READING PASSAGE
■ ■ ■ ■
# Help Needed



## Joe1690 (Mar 12, 2013)

Hi guy's 

I have just been told by my work that they want me to move to HK at the end of this year of early next and they have asked me to start putting a package together. 

The living expenses side I can put together quite easily but the salary my job demands is the tricky part so I am looking to see if any one could give me a ball park figure. 

The Job I am going to do is a commodities operations manager was going to ask for 65k to 70k HKD a month but looking on websites similar roles are around 90K HKD a month so don't want to under sell myself any advice would be apreciated 

Regards 

Joe


----------



## nikkisizer (Aug 20, 2011)

Hi Joe,

Hong Kong is one of the most expensive places to live, having said that though it is also one of the top places where people have the most disposable income.

I am sure everything will be negotiable so you should aim for the higher end salary wise, either way it will be a fantastic opportunity.

Good luck!


----------



## mathic (Apr 4, 2013)

Hi There,

How is the IT job market in HK any one could help me on this want to be there on visit visa to find a job will this would be fine ? ..... what are the chances to change it to work visa as I have 5 years of experience in to IT I'm from Hyderabad, India. .... please help

Thanks in advance.


----------



## mathic (Apr 4, 2013)

Thank you Raj


----------
■ ■ ■ ■
(Annotation dataset entries)

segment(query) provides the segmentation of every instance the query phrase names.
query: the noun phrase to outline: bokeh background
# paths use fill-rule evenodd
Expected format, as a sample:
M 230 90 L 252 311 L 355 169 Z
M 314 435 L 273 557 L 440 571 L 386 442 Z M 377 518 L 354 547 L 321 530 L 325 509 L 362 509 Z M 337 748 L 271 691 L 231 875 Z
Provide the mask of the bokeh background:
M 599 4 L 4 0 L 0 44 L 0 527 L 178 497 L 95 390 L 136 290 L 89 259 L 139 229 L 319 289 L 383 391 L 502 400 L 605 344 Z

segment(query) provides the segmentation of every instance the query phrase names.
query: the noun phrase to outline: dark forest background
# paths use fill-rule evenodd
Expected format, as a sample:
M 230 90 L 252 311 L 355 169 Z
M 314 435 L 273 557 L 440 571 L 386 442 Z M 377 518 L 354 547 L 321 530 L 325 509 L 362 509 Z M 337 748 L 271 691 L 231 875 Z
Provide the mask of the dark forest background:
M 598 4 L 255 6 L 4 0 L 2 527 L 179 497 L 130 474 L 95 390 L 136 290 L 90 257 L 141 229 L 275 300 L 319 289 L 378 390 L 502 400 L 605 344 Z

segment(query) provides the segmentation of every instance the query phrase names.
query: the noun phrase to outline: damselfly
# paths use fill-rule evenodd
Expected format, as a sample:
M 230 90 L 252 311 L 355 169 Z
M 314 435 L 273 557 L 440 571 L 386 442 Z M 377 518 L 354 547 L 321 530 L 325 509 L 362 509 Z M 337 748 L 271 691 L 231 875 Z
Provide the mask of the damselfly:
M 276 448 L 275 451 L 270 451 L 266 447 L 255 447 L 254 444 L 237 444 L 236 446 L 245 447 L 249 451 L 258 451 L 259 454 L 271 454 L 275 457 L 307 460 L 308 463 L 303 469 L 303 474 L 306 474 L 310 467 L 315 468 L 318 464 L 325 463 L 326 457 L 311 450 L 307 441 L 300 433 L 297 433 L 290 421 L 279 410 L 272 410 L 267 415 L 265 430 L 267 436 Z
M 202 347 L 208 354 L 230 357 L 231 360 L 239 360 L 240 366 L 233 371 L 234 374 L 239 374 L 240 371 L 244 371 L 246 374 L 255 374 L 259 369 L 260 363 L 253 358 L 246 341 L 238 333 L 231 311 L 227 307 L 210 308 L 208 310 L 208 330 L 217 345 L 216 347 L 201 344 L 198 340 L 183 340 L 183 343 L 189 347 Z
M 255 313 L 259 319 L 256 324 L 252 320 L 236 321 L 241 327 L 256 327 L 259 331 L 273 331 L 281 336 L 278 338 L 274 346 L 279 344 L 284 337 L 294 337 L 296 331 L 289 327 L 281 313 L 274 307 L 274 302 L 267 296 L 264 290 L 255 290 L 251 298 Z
■ ■ ■ ■
THE TASKS
1. List the usernames shown at the head of the posts in the forum thread, giving each one once.
2. Answer these questions from the forum thread:
(a) What job does Joe1690 say he is going to do?
(b) What monthly salary range was Joe1690 first going to ask for?
(c) How many years of IT experience does mathic report?
3. Set down the part of the forum thread from "How is the IT" up to and including "Thanks in advance.".

TASK RESULTS
1.
Joe1690
nikkisizer
mathic

2.
(a) Commodities operations manager.
(b) 65k to 70k HKD a month.
(c) 5 years.

3.
How is the IT job market in HK any one could help me on this want to be there on visit visa to find a job will this would be fine ? ..... what are the chances to change it to work visa as I have 5 years of experience in to IT I'm from Hyderabad, India. .... please help

Thanks in advance.